#### Listing:
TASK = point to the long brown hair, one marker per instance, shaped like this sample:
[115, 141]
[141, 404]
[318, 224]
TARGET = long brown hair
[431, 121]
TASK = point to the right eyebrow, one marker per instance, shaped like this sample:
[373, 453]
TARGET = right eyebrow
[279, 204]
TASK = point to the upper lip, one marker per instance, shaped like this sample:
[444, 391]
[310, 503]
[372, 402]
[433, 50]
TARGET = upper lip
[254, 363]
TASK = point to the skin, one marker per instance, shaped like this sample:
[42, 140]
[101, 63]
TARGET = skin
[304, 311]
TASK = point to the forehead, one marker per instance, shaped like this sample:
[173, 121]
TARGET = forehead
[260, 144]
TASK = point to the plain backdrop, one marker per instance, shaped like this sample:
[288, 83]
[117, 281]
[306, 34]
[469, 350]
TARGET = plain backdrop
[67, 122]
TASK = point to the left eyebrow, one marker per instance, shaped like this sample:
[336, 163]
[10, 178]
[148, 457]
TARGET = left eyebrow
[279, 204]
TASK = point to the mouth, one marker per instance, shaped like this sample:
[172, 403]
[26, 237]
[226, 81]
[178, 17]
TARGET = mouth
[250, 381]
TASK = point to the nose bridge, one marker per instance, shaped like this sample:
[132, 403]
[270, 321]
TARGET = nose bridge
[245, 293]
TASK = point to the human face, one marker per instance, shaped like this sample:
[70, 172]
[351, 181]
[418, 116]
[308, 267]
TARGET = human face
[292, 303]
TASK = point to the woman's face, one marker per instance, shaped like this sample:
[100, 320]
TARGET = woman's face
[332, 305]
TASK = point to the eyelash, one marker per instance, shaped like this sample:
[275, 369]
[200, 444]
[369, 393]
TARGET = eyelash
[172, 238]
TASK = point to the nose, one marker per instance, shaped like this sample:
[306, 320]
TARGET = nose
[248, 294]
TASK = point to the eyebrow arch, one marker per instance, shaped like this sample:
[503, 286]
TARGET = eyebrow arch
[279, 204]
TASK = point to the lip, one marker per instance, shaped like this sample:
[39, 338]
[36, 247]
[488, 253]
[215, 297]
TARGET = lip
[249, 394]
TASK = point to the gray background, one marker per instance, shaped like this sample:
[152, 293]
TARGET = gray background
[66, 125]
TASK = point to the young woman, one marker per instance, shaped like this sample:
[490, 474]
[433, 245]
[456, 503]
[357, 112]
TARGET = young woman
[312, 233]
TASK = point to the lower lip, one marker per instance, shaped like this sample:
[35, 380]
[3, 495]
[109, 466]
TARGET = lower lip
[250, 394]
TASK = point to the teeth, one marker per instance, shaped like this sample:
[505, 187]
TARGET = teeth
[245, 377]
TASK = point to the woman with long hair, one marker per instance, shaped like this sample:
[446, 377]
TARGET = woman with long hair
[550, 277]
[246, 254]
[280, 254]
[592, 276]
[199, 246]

...

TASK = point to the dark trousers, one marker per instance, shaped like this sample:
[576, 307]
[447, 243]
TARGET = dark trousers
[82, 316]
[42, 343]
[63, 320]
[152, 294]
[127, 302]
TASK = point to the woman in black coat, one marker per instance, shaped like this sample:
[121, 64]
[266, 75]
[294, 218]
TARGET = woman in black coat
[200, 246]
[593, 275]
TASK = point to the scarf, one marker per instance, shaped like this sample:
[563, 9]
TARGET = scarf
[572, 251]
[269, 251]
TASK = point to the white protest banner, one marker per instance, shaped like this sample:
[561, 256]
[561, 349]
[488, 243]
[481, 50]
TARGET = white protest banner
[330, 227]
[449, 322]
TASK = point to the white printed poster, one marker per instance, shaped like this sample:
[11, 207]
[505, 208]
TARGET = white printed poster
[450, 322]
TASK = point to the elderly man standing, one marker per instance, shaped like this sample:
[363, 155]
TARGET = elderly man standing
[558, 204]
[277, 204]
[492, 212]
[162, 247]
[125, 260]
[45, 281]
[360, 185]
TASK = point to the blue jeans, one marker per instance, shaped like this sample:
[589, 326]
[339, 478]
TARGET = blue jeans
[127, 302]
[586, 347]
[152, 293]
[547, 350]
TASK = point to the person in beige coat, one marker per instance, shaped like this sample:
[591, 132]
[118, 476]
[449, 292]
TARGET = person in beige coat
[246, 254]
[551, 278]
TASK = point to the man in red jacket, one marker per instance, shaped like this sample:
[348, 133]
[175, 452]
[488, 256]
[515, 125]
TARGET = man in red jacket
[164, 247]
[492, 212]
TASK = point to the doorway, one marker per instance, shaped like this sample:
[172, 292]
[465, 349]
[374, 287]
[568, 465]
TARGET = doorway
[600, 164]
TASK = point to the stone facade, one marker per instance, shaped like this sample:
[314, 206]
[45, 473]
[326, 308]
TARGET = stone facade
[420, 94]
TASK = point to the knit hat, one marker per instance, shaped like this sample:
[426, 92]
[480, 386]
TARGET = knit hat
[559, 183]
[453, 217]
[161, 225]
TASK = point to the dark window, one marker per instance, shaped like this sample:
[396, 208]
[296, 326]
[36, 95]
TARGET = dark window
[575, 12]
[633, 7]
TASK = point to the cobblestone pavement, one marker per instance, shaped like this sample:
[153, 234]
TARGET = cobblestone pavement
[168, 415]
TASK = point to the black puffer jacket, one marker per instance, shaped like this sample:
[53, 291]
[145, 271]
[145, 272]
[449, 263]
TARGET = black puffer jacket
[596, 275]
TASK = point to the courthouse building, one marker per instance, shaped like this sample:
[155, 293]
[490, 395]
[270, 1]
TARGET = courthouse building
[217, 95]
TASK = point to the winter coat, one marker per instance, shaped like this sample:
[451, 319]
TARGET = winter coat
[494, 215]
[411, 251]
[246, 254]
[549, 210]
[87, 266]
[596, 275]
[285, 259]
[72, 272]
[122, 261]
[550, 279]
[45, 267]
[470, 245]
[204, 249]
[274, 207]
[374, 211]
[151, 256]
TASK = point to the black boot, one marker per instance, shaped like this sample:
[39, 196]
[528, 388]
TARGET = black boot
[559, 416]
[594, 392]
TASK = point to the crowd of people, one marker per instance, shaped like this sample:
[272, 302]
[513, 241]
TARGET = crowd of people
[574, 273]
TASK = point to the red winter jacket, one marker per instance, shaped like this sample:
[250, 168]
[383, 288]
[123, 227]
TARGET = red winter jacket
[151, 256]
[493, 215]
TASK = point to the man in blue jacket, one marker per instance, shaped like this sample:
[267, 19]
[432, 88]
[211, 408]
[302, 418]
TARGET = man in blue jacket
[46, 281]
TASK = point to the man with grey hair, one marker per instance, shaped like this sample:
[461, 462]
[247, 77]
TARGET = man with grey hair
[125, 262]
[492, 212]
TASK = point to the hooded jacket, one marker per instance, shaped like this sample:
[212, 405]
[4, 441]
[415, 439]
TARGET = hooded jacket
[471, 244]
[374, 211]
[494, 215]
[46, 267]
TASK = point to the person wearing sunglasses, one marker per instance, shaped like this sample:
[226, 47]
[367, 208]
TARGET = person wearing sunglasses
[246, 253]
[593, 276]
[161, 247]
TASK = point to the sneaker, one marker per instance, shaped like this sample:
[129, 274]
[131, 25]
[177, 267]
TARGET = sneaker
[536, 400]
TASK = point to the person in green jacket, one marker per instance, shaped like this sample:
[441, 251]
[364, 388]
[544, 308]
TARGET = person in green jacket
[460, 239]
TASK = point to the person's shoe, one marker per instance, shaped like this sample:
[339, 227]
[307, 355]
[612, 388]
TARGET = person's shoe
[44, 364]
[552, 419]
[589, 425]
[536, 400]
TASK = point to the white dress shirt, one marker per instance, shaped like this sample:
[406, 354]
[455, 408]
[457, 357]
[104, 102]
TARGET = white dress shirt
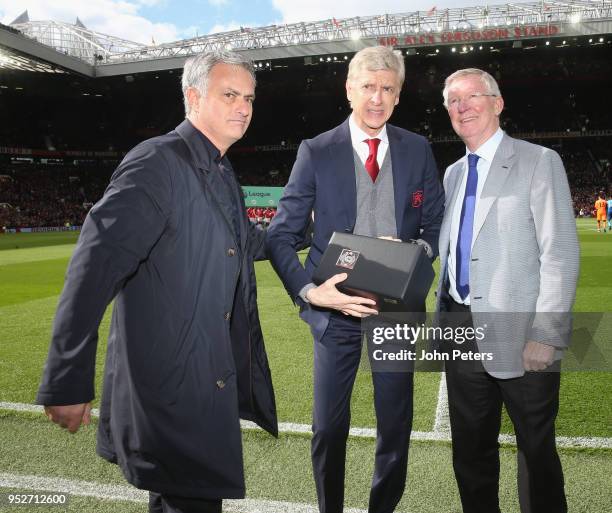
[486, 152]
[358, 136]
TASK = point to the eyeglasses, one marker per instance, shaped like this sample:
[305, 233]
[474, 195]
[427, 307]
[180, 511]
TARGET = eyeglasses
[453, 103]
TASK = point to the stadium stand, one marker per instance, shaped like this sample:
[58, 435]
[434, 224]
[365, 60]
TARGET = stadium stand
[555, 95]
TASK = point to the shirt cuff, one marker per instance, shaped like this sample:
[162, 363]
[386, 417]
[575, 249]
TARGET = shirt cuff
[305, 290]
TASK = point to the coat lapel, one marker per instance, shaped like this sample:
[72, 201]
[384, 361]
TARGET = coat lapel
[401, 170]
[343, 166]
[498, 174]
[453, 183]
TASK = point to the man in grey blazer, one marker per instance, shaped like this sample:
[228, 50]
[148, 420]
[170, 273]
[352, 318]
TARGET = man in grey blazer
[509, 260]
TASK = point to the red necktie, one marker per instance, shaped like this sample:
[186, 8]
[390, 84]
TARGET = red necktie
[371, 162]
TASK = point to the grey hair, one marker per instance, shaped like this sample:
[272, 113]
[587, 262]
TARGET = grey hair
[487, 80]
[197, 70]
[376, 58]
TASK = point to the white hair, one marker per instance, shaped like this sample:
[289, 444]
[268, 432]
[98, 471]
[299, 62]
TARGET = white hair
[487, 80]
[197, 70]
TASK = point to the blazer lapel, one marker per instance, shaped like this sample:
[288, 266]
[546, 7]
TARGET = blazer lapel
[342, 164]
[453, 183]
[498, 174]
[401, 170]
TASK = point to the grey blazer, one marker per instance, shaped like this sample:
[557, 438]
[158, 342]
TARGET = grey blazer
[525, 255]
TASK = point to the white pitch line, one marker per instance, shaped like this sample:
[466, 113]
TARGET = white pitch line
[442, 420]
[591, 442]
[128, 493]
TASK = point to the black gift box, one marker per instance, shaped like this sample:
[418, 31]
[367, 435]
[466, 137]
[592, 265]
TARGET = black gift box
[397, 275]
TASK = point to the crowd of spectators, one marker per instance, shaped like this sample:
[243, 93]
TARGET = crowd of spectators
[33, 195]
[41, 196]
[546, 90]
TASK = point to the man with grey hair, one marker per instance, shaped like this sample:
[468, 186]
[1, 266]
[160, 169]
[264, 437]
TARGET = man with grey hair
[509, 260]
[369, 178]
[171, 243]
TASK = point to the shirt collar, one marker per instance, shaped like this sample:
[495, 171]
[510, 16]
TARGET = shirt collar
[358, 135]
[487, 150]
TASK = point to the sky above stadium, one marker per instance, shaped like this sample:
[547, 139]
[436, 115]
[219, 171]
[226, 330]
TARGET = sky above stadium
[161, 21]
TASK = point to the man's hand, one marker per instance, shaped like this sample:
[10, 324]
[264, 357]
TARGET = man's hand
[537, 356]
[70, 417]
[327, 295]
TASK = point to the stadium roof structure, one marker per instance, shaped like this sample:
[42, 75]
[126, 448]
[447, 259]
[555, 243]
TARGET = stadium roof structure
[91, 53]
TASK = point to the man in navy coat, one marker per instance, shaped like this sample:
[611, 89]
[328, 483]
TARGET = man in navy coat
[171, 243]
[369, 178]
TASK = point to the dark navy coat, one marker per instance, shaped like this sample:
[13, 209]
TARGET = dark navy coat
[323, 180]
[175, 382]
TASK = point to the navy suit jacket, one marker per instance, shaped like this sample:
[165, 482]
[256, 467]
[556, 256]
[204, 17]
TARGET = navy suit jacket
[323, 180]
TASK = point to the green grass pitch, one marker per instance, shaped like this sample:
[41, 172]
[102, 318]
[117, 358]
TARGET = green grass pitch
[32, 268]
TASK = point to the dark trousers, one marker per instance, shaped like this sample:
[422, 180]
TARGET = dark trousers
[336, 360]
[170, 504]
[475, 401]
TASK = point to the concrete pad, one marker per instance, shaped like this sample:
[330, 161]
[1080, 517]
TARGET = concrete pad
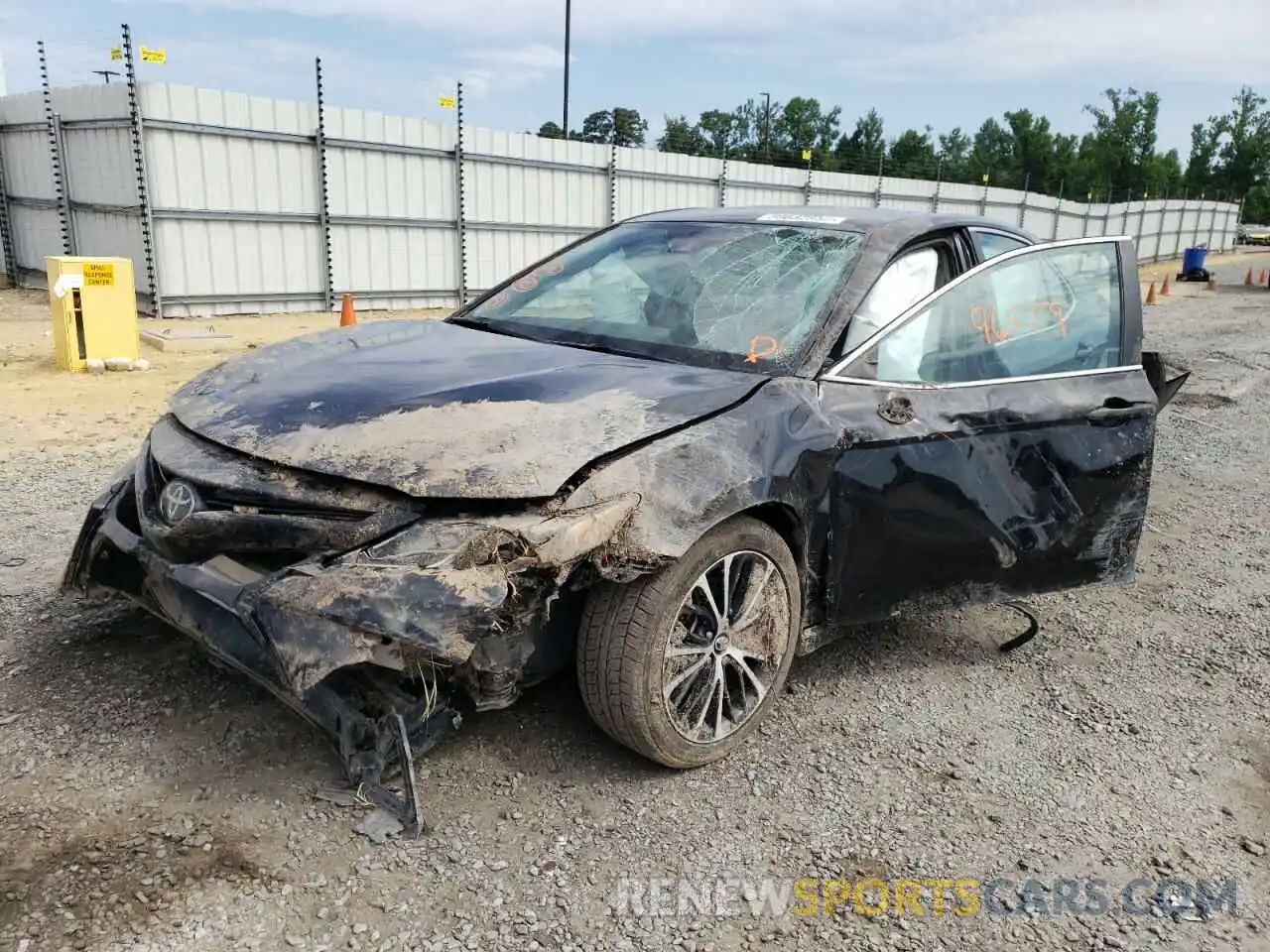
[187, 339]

==

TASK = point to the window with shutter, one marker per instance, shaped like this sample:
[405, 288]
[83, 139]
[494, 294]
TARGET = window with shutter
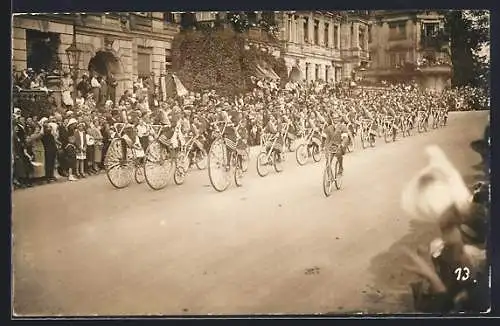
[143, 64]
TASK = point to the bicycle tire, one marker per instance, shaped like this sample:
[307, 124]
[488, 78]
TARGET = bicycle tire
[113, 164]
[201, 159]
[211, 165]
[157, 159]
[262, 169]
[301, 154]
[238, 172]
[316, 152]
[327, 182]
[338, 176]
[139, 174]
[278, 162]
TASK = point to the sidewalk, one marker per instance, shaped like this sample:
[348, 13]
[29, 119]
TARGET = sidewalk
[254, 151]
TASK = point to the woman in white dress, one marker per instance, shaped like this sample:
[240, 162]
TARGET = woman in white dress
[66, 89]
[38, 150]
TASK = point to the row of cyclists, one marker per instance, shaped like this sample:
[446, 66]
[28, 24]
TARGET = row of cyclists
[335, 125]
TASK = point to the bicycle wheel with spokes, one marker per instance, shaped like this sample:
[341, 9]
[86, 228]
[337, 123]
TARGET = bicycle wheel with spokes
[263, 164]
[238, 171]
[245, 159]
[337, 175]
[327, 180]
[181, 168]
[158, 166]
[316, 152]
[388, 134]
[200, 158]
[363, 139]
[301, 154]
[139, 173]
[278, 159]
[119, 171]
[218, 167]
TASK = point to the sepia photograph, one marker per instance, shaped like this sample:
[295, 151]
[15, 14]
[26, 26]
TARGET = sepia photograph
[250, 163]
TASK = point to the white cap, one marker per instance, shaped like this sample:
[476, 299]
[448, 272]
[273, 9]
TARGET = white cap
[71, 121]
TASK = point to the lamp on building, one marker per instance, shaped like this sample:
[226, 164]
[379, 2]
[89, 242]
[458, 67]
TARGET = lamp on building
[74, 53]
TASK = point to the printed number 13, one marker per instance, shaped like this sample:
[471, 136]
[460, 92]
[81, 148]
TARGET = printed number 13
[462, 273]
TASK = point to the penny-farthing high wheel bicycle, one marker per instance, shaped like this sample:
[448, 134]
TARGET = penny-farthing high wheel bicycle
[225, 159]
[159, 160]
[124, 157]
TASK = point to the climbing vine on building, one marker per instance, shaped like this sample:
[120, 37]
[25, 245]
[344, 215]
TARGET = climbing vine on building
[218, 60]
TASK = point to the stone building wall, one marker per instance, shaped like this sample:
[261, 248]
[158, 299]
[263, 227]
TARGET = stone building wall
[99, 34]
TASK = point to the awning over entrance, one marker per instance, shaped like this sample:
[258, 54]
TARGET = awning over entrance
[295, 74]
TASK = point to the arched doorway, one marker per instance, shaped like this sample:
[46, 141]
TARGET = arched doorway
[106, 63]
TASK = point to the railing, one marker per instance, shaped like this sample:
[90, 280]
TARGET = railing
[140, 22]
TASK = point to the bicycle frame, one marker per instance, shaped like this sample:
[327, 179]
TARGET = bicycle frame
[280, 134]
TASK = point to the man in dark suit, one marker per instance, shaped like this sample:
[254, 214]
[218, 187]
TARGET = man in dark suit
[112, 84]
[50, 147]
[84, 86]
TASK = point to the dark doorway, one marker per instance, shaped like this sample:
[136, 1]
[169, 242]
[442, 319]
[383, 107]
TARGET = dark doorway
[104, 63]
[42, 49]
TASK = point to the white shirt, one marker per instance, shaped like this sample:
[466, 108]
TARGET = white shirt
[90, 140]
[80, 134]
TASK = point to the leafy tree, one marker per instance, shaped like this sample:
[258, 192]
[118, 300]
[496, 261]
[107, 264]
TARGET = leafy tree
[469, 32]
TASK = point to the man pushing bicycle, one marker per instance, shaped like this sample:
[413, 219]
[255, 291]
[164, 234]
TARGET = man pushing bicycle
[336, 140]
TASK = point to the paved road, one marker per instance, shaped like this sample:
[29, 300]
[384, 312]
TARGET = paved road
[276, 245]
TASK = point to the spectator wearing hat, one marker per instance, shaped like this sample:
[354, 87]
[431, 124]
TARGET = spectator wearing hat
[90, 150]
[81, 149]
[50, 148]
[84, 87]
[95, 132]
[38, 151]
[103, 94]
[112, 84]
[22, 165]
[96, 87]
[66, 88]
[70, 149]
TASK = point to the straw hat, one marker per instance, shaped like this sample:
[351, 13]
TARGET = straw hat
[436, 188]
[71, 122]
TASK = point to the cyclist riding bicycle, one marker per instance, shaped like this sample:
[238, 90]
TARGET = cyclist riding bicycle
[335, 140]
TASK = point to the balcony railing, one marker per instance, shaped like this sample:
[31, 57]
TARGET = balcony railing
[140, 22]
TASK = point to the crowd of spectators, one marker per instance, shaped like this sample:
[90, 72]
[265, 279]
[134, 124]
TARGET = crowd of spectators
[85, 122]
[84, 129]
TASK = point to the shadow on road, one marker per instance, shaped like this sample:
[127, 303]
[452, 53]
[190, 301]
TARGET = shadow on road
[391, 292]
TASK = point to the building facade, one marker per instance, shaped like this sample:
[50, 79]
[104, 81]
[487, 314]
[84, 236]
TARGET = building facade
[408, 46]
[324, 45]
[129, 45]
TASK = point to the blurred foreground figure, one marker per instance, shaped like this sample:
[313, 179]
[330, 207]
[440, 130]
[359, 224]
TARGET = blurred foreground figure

#### Stated exercise:
Gather and copy out every line of the material that contains the string "railing". Case counts.

#### Result of the exercise:
TASK = point to the railing, one marker per instance, shaped like this sample:
TARGET = railing
TASK = point to the balcony railing, one marker per instance, shaped like this sample:
TARGET = balcony railing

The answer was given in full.